• **WHAT IS BEING ASKED**:
Repeat word for word everything from the line containing "Could you please annotate the yellow fire hose" to the end of the listing, first and last lines included, and only that.

• **RAW RECORDS**:

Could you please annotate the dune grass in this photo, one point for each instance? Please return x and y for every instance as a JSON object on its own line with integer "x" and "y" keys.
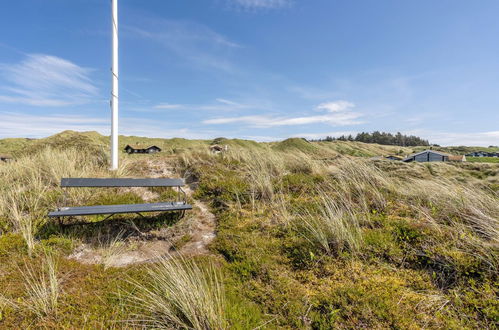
{"x": 306, "y": 238}
{"x": 180, "y": 294}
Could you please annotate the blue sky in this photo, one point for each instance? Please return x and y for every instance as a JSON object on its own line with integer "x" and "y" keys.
{"x": 256, "y": 69}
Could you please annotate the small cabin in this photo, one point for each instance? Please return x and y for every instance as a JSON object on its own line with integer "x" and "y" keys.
{"x": 138, "y": 149}
{"x": 428, "y": 156}
{"x": 5, "y": 158}
{"x": 218, "y": 148}
{"x": 392, "y": 157}
{"x": 457, "y": 158}
{"x": 483, "y": 154}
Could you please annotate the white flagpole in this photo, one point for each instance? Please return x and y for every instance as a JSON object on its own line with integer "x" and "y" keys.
{"x": 114, "y": 93}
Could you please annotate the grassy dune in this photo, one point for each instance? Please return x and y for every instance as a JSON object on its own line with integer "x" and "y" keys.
{"x": 309, "y": 235}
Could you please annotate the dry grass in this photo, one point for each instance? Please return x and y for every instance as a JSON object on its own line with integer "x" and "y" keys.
{"x": 30, "y": 187}
{"x": 42, "y": 289}
{"x": 335, "y": 228}
{"x": 112, "y": 249}
{"x": 180, "y": 294}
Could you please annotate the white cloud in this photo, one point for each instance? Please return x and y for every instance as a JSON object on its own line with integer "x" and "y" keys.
{"x": 36, "y": 126}
{"x": 337, "y": 114}
{"x": 259, "y": 4}
{"x": 190, "y": 41}
{"x": 220, "y": 104}
{"x": 168, "y": 106}
{"x": 337, "y": 106}
{"x": 44, "y": 80}
{"x": 17, "y": 124}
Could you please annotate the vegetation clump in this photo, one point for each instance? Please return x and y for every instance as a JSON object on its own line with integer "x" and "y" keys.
{"x": 306, "y": 237}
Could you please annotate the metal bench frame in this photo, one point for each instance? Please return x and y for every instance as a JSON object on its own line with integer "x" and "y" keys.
{"x": 180, "y": 203}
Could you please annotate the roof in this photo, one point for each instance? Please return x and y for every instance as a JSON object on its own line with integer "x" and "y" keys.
{"x": 393, "y": 156}
{"x": 139, "y": 146}
{"x": 458, "y": 158}
{"x": 425, "y": 151}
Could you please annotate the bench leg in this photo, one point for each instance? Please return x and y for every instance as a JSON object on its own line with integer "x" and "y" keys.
{"x": 109, "y": 216}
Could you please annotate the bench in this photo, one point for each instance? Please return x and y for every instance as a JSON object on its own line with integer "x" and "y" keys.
{"x": 180, "y": 204}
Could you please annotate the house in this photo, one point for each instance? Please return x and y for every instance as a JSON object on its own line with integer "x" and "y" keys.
{"x": 5, "y": 158}
{"x": 392, "y": 157}
{"x": 428, "y": 156}
{"x": 483, "y": 154}
{"x": 457, "y": 158}
{"x": 139, "y": 149}
{"x": 218, "y": 148}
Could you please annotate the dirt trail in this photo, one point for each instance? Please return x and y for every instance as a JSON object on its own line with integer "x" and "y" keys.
{"x": 190, "y": 235}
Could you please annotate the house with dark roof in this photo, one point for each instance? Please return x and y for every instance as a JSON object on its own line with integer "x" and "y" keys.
{"x": 5, "y": 158}
{"x": 457, "y": 158}
{"x": 428, "y": 156}
{"x": 483, "y": 154}
{"x": 139, "y": 149}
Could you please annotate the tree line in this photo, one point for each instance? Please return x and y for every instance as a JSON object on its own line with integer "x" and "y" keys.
{"x": 383, "y": 138}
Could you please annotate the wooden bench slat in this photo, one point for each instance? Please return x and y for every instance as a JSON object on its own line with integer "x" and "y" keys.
{"x": 121, "y": 182}
{"x": 117, "y": 209}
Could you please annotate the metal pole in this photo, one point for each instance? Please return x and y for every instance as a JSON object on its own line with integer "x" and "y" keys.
{"x": 114, "y": 93}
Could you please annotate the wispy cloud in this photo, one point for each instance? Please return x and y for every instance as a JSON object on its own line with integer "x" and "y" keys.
{"x": 458, "y": 138}
{"x": 338, "y": 113}
{"x": 14, "y": 124}
{"x": 220, "y": 104}
{"x": 18, "y": 124}
{"x": 45, "y": 80}
{"x": 258, "y": 4}
{"x": 191, "y": 41}
{"x": 168, "y": 106}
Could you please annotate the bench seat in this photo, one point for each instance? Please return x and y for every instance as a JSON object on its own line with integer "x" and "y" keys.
{"x": 117, "y": 209}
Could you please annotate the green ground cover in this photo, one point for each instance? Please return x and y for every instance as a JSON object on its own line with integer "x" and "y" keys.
{"x": 307, "y": 237}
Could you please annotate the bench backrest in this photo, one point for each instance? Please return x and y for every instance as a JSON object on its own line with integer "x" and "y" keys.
{"x": 120, "y": 182}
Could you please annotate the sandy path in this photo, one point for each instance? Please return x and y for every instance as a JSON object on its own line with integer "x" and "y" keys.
{"x": 199, "y": 225}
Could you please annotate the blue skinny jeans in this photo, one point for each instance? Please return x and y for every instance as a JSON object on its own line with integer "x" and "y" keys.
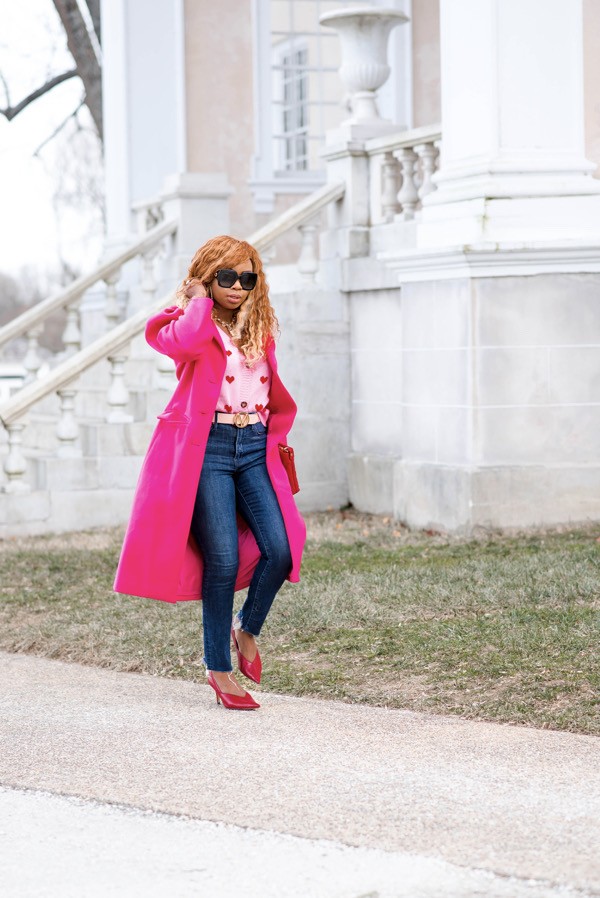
{"x": 234, "y": 478}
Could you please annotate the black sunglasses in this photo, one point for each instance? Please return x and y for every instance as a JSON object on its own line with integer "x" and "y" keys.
{"x": 226, "y": 277}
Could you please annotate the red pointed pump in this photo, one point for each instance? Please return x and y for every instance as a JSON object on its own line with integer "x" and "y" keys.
{"x": 229, "y": 699}
{"x": 251, "y": 669}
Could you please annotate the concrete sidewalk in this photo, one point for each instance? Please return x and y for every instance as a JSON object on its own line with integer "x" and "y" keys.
{"x": 392, "y": 793}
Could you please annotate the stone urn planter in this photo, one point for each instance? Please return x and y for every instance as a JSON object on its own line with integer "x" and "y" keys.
{"x": 364, "y": 32}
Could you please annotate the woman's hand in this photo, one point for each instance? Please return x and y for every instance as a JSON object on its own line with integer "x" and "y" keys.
{"x": 195, "y": 287}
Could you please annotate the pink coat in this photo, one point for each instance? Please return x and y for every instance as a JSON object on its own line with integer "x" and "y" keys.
{"x": 160, "y": 559}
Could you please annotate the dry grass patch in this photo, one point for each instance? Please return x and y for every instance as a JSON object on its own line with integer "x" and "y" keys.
{"x": 499, "y": 627}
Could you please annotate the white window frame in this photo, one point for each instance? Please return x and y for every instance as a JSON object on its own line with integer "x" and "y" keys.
{"x": 395, "y": 100}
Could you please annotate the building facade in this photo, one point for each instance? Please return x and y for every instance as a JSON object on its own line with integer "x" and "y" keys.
{"x": 444, "y": 342}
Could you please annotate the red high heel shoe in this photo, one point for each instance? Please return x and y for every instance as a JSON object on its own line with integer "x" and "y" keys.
{"x": 229, "y": 699}
{"x": 250, "y": 669}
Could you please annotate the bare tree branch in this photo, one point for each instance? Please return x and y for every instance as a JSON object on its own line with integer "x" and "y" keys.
{"x": 94, "y": 8}
{"x": 58, "y": 129}
{"x": 11, "y": 111}
{"x": 84, "y": 54}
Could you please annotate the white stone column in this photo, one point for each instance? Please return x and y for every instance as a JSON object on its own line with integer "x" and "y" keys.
{"x": 512, "y": 157}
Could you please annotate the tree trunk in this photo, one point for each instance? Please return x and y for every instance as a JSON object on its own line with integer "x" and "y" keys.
{"x": 82, "y": 49}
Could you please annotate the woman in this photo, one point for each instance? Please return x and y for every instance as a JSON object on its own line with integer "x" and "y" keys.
{"x": 213, "y": 510}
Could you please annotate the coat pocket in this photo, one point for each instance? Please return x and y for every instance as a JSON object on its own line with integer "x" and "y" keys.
{"x": 173, "y": 417}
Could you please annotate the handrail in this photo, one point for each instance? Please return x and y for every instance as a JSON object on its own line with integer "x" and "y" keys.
{"x": 297, "y": 214}
{"x": 72, "y": 367}
{"x": 120, "y": 335}
{"x": 390, "y": 142}
{"x": 34, "y": 316}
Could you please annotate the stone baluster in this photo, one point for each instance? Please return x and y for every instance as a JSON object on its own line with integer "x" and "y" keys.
{"x": 408, "y": 196}
{"x": 428, "y": 154}
{"x": 72, "y": 331}
{"x": 308, "y": 260}
{"x": 32, "y": 360}
{"x": 268, "y": 254}
{"x": 67, "y": 429}
{"x": 15, "y": 464}
{"x": 390, "y": 182}
{"x": 118, "y": 394}
{"x": 112, "y": 312}
{"x": 165, "y": 367}
{"x": 148, "y": 282}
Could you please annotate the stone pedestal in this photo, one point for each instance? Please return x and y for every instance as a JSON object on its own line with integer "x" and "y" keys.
{"x": 476, "y": 385}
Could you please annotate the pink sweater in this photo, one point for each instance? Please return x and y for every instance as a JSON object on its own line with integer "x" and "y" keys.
{"x": 245, "y": 388}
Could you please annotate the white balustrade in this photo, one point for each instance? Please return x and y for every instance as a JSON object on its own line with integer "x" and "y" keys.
{"x": 32, "y": 360}
{"x": 15, "y": 464}
{"x": 428, "y": 154}
{"x": 390, "y": 183}
{"x": 67, "y": 429}
{"x": 401, "y": 170}
{"x": 118, "y": 394}
{"x": 308, "y": 260}
{"x": 72, "y": 331}
{"x": 408, "y": 195}
{"x": 165, "y": 368}
{"x": 112, "y": 312}
{"x": 148, "y": 282}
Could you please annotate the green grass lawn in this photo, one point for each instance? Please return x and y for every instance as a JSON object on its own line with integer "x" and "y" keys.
{"x": 502, "y": 628}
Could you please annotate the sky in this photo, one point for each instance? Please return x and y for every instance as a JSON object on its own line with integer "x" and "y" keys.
{"x": 32, "y": 235}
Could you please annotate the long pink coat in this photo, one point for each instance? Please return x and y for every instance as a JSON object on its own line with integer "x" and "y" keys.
{"x": 160, "y": 559}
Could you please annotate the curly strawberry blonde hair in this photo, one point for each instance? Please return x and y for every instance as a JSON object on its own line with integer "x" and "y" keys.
{"x": 255, "y": 322}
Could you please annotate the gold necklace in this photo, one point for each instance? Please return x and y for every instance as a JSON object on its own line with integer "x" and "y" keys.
{"x": 226, "y": 325}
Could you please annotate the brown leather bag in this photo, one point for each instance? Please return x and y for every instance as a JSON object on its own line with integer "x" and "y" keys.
{"x": 286, "y": 454}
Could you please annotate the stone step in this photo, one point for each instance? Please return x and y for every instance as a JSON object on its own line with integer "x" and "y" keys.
{"x": 60, "y": 511}
{"x": 76, "y": 474}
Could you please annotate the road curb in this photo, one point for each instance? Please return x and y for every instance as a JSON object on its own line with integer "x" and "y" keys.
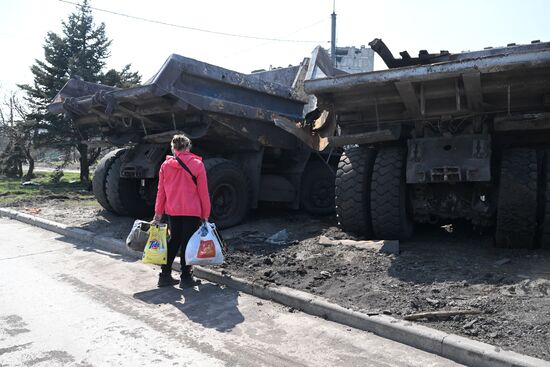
{"x": 451, "y": 346}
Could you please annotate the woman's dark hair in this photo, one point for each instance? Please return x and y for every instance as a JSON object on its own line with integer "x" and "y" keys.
{"x": 180, "y": 142}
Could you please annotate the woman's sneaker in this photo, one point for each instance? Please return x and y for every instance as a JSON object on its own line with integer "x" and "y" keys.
{"x": 166, "y": 280}
{"x": 188, "y": 281}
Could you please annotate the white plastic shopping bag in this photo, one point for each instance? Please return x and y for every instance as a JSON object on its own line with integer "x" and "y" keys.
{"x": 204, "y": 247}
{"x": 139, "y": 235}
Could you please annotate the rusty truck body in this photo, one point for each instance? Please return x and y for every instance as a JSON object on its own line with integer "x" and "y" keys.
{"x": 444, "y": 136}
{"x": 230, "y": 118}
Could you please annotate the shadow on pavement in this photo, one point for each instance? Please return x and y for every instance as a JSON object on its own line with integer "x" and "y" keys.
{"x": 207, "y": 304}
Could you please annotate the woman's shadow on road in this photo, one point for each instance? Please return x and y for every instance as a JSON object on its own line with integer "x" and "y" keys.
{"x": 208, "y": 304}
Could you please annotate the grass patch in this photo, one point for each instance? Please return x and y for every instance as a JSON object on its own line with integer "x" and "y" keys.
{"x": 69, "y": 187}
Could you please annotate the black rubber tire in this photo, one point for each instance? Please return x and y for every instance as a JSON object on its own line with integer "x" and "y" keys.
{"x": 517, "y": 199}
{"x": 388, "y": 200}
{"x": 112, "y": 186}
{"x": 352, "y": 190}
{"x": 229, "y": 192}
{"x": 545, "y": 201}
{"x": 100, "y": 176}
{"x": 317, "y": 189}
{"x": 123, "y": 194}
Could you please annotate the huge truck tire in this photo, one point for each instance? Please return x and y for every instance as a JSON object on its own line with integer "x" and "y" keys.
{"x": 545, "y": 201}
{"x": 123, "y": 194}
{"x": 517, "y": 199}
{"x": 388, "y": 200}
{"x": 229, "y": 192}
{"x": 317, "y": 189}
{"x": 352, "y": 190}
{"x": 100, "y": 177}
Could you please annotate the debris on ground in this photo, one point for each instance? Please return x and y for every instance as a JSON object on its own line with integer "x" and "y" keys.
{"x": 435, "y": 271}
{"x": 279, "y": 238}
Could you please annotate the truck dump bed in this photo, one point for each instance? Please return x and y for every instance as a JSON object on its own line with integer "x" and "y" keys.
{"x": 503, "y": 81}
{"x": 203, "y": 100}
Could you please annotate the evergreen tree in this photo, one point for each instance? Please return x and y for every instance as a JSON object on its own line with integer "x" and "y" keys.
{"x": 80, "y": 52}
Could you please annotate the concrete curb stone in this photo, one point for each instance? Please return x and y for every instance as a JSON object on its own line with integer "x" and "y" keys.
{"x": 454, "y": 347}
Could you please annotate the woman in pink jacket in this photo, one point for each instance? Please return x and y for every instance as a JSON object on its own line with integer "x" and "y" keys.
{"x": 183, "y": 196}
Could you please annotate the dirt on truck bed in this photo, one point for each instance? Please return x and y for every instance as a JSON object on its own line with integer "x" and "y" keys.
{"x": 441, "y": 268}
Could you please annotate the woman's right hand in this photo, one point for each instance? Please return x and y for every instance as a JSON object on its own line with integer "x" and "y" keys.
{"x": 156, "y": 219}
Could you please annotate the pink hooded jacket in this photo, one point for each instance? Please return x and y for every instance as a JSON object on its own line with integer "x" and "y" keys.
{"x": 177, "y": 193}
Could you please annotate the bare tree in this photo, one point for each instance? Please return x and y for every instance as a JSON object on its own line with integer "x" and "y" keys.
{"x": 19, "y": 133}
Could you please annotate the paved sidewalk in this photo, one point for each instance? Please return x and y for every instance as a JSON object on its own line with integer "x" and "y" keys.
{"x": 65, "y": 304}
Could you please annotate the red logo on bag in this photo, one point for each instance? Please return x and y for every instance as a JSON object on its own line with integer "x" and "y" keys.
{"x": 206, "y": 249}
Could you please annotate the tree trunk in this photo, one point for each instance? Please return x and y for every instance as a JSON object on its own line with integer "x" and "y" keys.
{"x": 30, "y": 171}
{"x": 84, "y": 164}
{"x": 94, "y": 155}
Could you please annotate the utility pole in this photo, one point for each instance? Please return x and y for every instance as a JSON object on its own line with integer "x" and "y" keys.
{"x": 333, "y": 35}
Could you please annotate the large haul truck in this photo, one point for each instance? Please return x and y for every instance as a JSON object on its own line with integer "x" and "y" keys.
{"x": 231, "y": 119}
{"x": 444, "y": 136}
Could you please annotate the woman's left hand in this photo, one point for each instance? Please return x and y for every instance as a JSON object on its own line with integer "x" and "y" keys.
{"x": 156, "y": 219}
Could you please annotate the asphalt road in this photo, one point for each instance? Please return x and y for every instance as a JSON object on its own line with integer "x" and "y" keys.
{"x": 63, "y": 303}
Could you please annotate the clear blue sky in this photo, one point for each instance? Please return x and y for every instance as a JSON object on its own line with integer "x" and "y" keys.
{"x": 411, "y": 25}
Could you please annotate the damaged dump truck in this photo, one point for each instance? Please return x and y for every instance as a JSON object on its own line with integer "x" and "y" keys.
{"x": 444, "y": 136}
{"x": 231, "y": 119}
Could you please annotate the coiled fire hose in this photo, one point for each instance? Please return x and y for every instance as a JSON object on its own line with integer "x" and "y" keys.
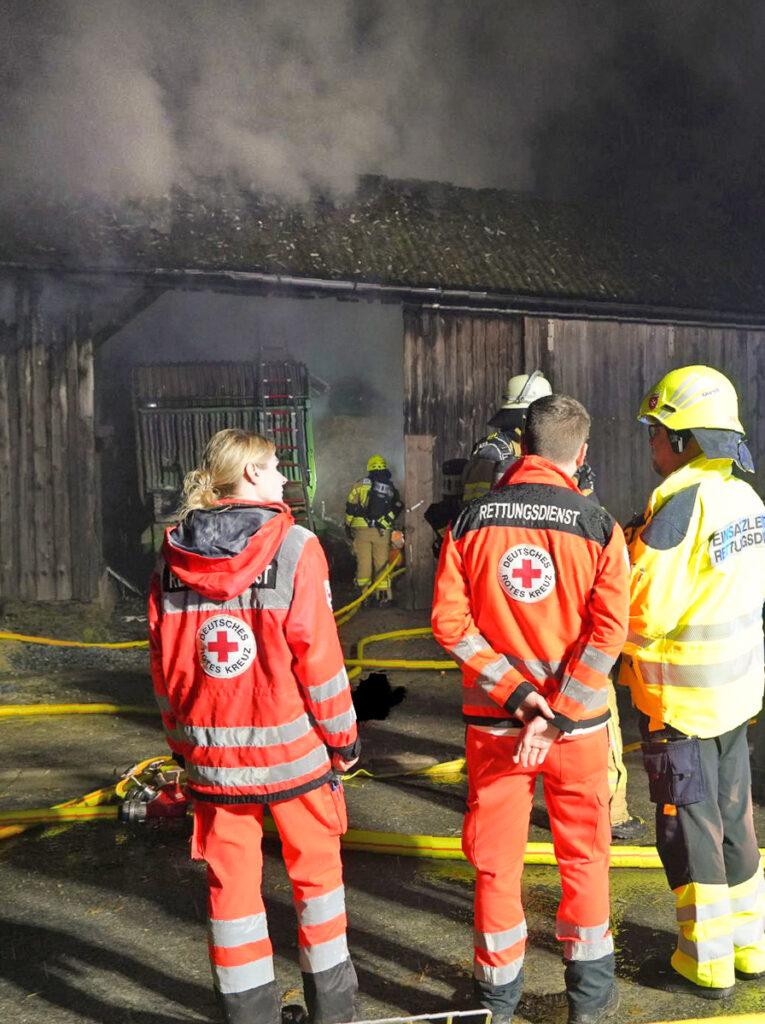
{"x": 142, "y": 787}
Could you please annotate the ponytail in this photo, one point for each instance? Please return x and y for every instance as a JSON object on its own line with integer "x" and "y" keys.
{"x": 222, "y": 464}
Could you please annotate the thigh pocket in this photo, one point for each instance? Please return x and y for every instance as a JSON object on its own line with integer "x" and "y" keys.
{"x": 674, "y": 771}
{"x": 337, "y": 811}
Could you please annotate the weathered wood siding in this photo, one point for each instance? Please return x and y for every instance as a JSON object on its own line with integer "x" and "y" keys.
{"x": 455, "y": 370}
{"x": 50, "y": 531}
{"x": 456, "y": 367}
{"x": 609, "y": 367}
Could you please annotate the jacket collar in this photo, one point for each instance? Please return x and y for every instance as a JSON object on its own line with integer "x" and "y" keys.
{"x": 535, "y": 469}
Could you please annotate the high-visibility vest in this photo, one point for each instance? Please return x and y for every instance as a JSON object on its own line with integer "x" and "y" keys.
{"x": 693, "y": 657}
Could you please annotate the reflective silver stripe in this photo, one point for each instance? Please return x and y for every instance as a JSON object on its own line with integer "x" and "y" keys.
{"x": 240, "y": 979}
{"x": 638, "y": 640}
{"x": 707, "y": 950}
{"x": 499, "y": 975}
{"x": 319, "y": 909}
{"x": 588, "y": 950}
{"x": 493, "y": 673}
{"x": 468, "y": 646}
{"x": 704, "y": 911}
{"x": 323, "y": 956}
{"x": 338, "y": 724}
{"x": 597, "y": 659}
{"x": 323, "y": 691}
{"x": 265, "y": 775}
{"x": 584, "y": 694}
{"x": 473, "y": 696}
{"x": 749, "y": 933}
{"x": 239, "y": 931}
{"x": 242, "y": 735}
{"x": 716, "y": 631}
{"x": 496, "y": 942}
{"x": 277, "y": 597}
{"x": 721, "y": 674}
{"x": 565, "y": 930}
{"x": 501, "y": 727}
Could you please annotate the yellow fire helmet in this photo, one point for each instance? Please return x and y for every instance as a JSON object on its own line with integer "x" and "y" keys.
{"x": 692, "y": 396}
{"x": 703, "y": 400}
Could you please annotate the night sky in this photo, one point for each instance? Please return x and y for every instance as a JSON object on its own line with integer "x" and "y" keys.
{"x": 656, "y": 107}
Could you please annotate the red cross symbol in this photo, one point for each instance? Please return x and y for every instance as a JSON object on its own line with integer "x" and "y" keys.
{"x": 221, "y": 647}
{"x": 526, "y": 572}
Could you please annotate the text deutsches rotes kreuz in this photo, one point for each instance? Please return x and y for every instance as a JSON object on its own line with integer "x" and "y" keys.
{"x": 225, "y": 646}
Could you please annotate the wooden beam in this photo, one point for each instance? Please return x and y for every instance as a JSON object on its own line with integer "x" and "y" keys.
{"x": 418, "y": 450}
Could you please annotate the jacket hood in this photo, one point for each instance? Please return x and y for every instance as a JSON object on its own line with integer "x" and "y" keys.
{"x": 535, "y": 469}
{"x": 220, "y": 551}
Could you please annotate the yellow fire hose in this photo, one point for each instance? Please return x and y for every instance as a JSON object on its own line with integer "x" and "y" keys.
{"x": 438, "y": 847}
{"x": 343, "y": 614}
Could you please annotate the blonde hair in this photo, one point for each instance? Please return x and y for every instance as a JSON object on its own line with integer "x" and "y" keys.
{"x": 220, "y": 471}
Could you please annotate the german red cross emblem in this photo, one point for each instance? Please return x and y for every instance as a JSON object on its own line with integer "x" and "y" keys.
{"x": 225, "y": 646}
{"x": 526, "y": 572}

• **COMPLETED EXERCISE**:
Could you please annotate the yellow fire hose in this photo, one point for each instance? Please return x and y for every instance as a JSON object on its own line with integer "x" and "y" keys.
{"x": 438, "y": 847}
{"x": 343, "y": 614}
Could you please annotate the blonde hair in this photo, one point for each instance? Please return x and y for every instance as a JSON object on its own line with integer "x" and "y" keys.
{"x": 220, "y": 471}
Could you please annotate the german red cross emblem in this photo, one point for each instance? Please return x and y for every instance as a JSON object on its own line with integer "x" and "y" keys.
{"x": 225, "y": 646}
{"x": 526, "y": 572}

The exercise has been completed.